>> Start GIVEN DATA
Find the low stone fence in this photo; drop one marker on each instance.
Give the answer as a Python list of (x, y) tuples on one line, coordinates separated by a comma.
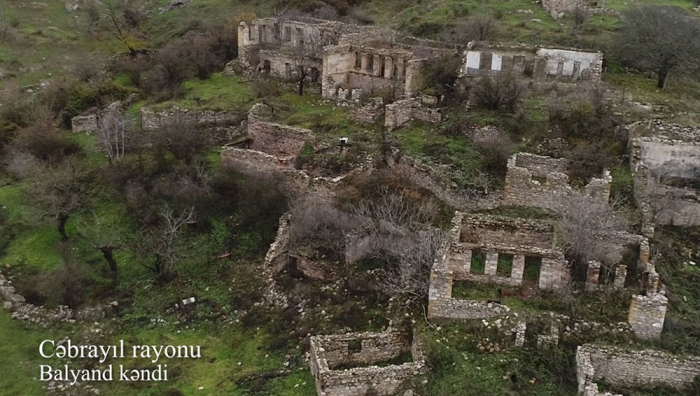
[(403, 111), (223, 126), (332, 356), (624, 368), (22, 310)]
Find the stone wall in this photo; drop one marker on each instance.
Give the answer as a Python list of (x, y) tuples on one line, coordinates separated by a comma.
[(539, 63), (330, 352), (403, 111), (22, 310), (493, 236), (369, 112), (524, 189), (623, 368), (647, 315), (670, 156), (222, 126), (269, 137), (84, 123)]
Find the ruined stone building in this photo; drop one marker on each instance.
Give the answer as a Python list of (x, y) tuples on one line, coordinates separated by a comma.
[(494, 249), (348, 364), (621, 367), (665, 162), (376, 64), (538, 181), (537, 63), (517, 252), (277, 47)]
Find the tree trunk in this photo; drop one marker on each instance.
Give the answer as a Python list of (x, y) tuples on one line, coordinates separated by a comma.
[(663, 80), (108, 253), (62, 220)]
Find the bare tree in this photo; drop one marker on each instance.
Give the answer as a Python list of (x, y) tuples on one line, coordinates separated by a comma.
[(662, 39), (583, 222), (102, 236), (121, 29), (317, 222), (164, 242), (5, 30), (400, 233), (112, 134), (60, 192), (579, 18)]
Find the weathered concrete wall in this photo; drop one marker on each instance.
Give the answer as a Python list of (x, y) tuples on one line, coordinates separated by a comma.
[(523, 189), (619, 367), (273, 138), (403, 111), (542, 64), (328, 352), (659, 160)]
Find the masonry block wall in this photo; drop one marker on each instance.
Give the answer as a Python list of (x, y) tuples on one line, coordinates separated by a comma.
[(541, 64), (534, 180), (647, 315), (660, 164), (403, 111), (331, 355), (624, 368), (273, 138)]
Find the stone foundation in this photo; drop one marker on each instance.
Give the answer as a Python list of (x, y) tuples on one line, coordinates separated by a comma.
>> End GIVEN DATA
**EXERCISE INSTRUCTIONS**: Copy the lines of the data above word for word, starting at the line containing "Find the bare" and ending at the line containing "352), (659, 160)]".

**THE ANSWER**:
Find the bare tree in this photo; drop one marker on each instance.
Give the answer as a Python list of (x, y) tuples on one line, coordinates separated by a comma.
[(662, 39), (583, 222), (102, 236), (121, 29), (317, 222), (164, 242), (5, 30), (400, 233), (112, 134), (60, 192), (579, 18)]
Find the weathered concrete wall in this photo; drop one marker on each instance.
Give the answer as a Python list of (x, y) tuples on one line, coordinates separated by a comma.
[(523, 189), (619, 367), (273, 138), (403, 111), (542, 64), (328, 352), (659, 160)]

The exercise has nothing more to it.